[Start Extracted text]

Days 12 - 18
Today's ride was glorious, ticking all the boxes: scenic, twisty, and blissfully downhill (at least for the first part). The weather steadily improved, reaching a pleasant 25 degrees. The 60-kilometer route from Béjar to Plasencia mostly followed the A66 motorway, criss-crossing the Vía de la Plata footpath. Navigation was a breeze; the road was essentially straight. The approach to Plasencia, however, involved another uphill slog, made even more challenging by the now intense heat. I arrived around 4 pm, facing a familiar dilemma: stay or push on? I was now three days behind schedule, and knowing the next leg to Mérida would be difficult (mostly desert and off-road), I was tempted to tackle it in one go tomorrow.
I wandered around Plasencia for hours, unable to find suitable accommodation that wasn't a multi-story hotel (of which there were plenty). By 7 pm, I was still undecided, a nagging guilt pulling me toward continuing. Then, I stumbled upon the bus station. Fatal mistake. I was on 'it' before I knew it, embarking on a four-hour ride to Seville.

[End Extracted text]

• **Required task 1**
Reproduce the passage of the cycling account from "I wandered around" up to and including "ride to Seville.".

[Start Extracted information]

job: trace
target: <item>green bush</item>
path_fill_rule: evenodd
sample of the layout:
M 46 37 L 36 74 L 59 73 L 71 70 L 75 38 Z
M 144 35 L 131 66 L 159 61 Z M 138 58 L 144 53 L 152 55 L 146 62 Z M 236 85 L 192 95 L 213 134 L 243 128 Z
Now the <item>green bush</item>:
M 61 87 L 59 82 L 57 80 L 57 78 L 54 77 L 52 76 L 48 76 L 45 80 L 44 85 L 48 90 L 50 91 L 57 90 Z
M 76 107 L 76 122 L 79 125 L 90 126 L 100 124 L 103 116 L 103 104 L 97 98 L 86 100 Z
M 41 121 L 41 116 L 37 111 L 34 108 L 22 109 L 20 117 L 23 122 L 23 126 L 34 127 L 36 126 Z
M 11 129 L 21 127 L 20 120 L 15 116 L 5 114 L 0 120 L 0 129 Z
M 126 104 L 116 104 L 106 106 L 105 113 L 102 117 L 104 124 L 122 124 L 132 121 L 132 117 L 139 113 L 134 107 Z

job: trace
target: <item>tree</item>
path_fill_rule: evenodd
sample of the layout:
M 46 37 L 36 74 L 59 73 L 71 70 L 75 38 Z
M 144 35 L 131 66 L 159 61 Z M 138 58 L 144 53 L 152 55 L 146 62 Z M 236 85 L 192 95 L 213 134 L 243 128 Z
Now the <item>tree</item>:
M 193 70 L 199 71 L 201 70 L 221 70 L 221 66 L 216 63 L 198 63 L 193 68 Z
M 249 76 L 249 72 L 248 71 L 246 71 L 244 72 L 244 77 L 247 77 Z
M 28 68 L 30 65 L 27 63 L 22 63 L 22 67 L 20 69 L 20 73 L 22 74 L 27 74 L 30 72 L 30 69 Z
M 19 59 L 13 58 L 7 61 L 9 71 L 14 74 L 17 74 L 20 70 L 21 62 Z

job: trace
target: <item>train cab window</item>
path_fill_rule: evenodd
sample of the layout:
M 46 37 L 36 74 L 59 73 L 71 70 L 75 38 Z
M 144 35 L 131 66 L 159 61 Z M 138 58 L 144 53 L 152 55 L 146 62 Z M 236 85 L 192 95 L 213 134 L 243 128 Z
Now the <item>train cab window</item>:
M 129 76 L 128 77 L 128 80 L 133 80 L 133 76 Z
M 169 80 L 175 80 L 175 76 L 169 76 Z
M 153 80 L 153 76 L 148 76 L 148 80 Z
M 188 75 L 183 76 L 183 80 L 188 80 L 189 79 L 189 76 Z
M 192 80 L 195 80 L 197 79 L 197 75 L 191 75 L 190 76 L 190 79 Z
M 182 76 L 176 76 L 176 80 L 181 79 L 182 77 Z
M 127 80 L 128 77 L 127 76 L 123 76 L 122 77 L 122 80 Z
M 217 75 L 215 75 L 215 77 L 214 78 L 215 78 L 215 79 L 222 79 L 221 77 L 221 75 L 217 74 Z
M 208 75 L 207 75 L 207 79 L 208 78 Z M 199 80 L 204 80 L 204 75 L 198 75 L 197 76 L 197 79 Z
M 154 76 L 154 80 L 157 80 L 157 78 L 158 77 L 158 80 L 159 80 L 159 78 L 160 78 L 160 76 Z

[End Extracted information]

• **Required task 2**
Please write out the entries from their start up to and including the line with "M 126 104 L".

• **Complete response 1**
I wandered around Plasencia for hours, unable to find suitable accommodation that wasn't a multi-story hotel (of which there were plenty). By 7 pm, I was still undecided, a nagging guilt pulling me toward continuing. Then, I stumbled upon the bus station. Fatal mistake. I was on 'it' before I knew it, embarking on a four-hour ride to Seville.

• **Complete response 2**
job: trace
target: <item>green bush</item>
path_fill_rule: evenodd
sample of the layout:
M 46 37 L 36 74 L 59 73 L 71 70 L 75 38 Z
M 144 35 L 131 66 L 159 61 Z M 138 58 L 144 53 L 152 55 L 146 62 Z M 236 85 L 192 95 L 213 134 L 243 128 Z
Now the <item>green bush</item>:
M 61 87 L 59 82 L 57 80 L 57 78 L 54 77 L 52 76 L 48 76 L 45 80 L 44 85 L 48 90 L 50 91 L 57 90 Z
M 76 107 L 76 122 L 79 125 L 90 126 L 100 124 L 103 116 L 103 104 L 97 98 L 86 100 Z
M 41 121 L 41 116 L 37 111 L 34 108 L 22 109 L 20 117 L 23 122 L 23 126 L 34 127 L 36 126 Z
M 11 129 L 21 127 L 20 120 L 15 116 L 5 114 L 0 120 L 0 129 Z
M 126 104 L 116 104 L 106 106 L 105 113 L 102 117 L 104 124 L 122 124 L 132 121 L 132 117 L 139 113 L 134 107 Z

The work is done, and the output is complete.